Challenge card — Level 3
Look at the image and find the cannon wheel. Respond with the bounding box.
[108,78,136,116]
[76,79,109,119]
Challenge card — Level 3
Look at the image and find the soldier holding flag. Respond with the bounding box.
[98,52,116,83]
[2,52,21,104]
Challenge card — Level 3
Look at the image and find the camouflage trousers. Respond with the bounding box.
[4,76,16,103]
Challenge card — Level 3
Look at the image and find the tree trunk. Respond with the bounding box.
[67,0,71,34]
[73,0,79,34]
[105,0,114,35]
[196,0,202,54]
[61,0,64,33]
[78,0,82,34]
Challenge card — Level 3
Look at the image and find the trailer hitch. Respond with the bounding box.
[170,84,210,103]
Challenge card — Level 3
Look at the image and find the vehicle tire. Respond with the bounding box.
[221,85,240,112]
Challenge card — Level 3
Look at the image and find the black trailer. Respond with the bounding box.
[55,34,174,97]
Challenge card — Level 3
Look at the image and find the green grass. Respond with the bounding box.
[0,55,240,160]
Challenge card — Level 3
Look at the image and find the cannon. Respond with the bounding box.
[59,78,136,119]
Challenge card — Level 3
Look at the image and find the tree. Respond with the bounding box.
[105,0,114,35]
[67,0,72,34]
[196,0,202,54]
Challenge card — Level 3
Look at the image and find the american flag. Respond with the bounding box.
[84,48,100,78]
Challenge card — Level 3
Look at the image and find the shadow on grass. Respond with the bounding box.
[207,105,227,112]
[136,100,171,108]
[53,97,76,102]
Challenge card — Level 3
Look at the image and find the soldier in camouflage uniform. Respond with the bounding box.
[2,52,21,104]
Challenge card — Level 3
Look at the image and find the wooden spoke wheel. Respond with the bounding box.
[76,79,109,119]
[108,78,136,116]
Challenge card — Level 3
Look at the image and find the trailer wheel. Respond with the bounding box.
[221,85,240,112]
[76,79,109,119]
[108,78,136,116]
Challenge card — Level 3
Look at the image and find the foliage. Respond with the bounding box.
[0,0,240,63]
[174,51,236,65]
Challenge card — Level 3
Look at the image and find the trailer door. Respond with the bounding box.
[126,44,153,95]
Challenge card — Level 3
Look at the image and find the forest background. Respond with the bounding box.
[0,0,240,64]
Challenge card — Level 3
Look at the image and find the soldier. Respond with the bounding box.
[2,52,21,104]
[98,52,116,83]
══════════════════════════════
> [Request] Restate all of the entries exactly, please.

> [The output]
Challenge card — Level 3
Look at the image and find the cannon wheel. Respond with the bounding box.
[108,78,136,116]
[76,79,109,119]
Challenge card — Level 3
Look at the image and find the soldier holding flag. Respond with the bounding box.
[98,52,116,83]
[2,52,21,104]
Challenge card — Level 3
Look at the image and find the camouflage trousers. Respond with the bounding box.
[4,76,16,103]
Challenge card — Level 3
Look at the image and find the tree trunk. Respond with the bounding box.
[67,0,71,34]
[73,0,79,34]
[105,0,114,35]
[196,0,202,54]
[61,0,64,33]
[78,0,82,34]
Challenge card — Level 3
Look at the image and find the trailer hitch. Respond with the bounding box.
[170,84,210,103]
Challenge card — Level 3
Look at the image and find the vehicle tire. Respond with the bounding box.
[221,85,240,112]
Challenge card — Level 3
Look at the image and find the black trailer. Respond with the bounding box.
[55,34,174,97]
Challenge card — Level 3
Look at the image and find the green grass. Respond with the bounding box.
[0,55,240,160]
Challenge card — Level 3
Look at the image and find the cannon. Respond with the bounding box.
[59,78,136,119]
Challenge card — Level 3
Look at the image and find the tree. Respond with the bounding box.
[105,0,114,35]
[67,0,72,34]
[196,0,202,54]
Challenge card — Level 3
Look at the image and find the american flag. Respond with the bounding box.
[84,48,100,78]
Challenge card — Level 3
Look at the image and find the shadow on grass. Respond with the bounding box.
[207,105,227,112]
[136,100,171,108]
[53,97,76,102]
Challenge card — Level 3
Look at the image and find the soldier in camouflage uniform. Respond with the bounding box.
[2,52,21,104]
Challenge card — Level 3
Look at the image and find the wooden spoke wheel. Respond with the bounding box.
[76,79,109,119]
[108,78,136,116]
Challenge card — Level 3
Look at the image and find the trailer wheel. Respond with the bounding box.
[221,85,240,112]
[76,79,109,119]
[108,78,136,116]
Challenge card — Level 3
Look at the image and find the foliage. Respond with the bounding box.
[0,0,240,63]
[174,51,236,65]
Challenge card — Level 3
Look at the image and find the trailer door. Respond with the bounding box.
[126,44,153,95]
Challenge card — Level 3
Look at the image and find the forest background. Respond with the bounding box.
[0,0,240,64]
Challenge card — Level 3
Look at the image and find the soldier. Respond with the bounding box.
[2,52,21,104]
[98,52,116,83]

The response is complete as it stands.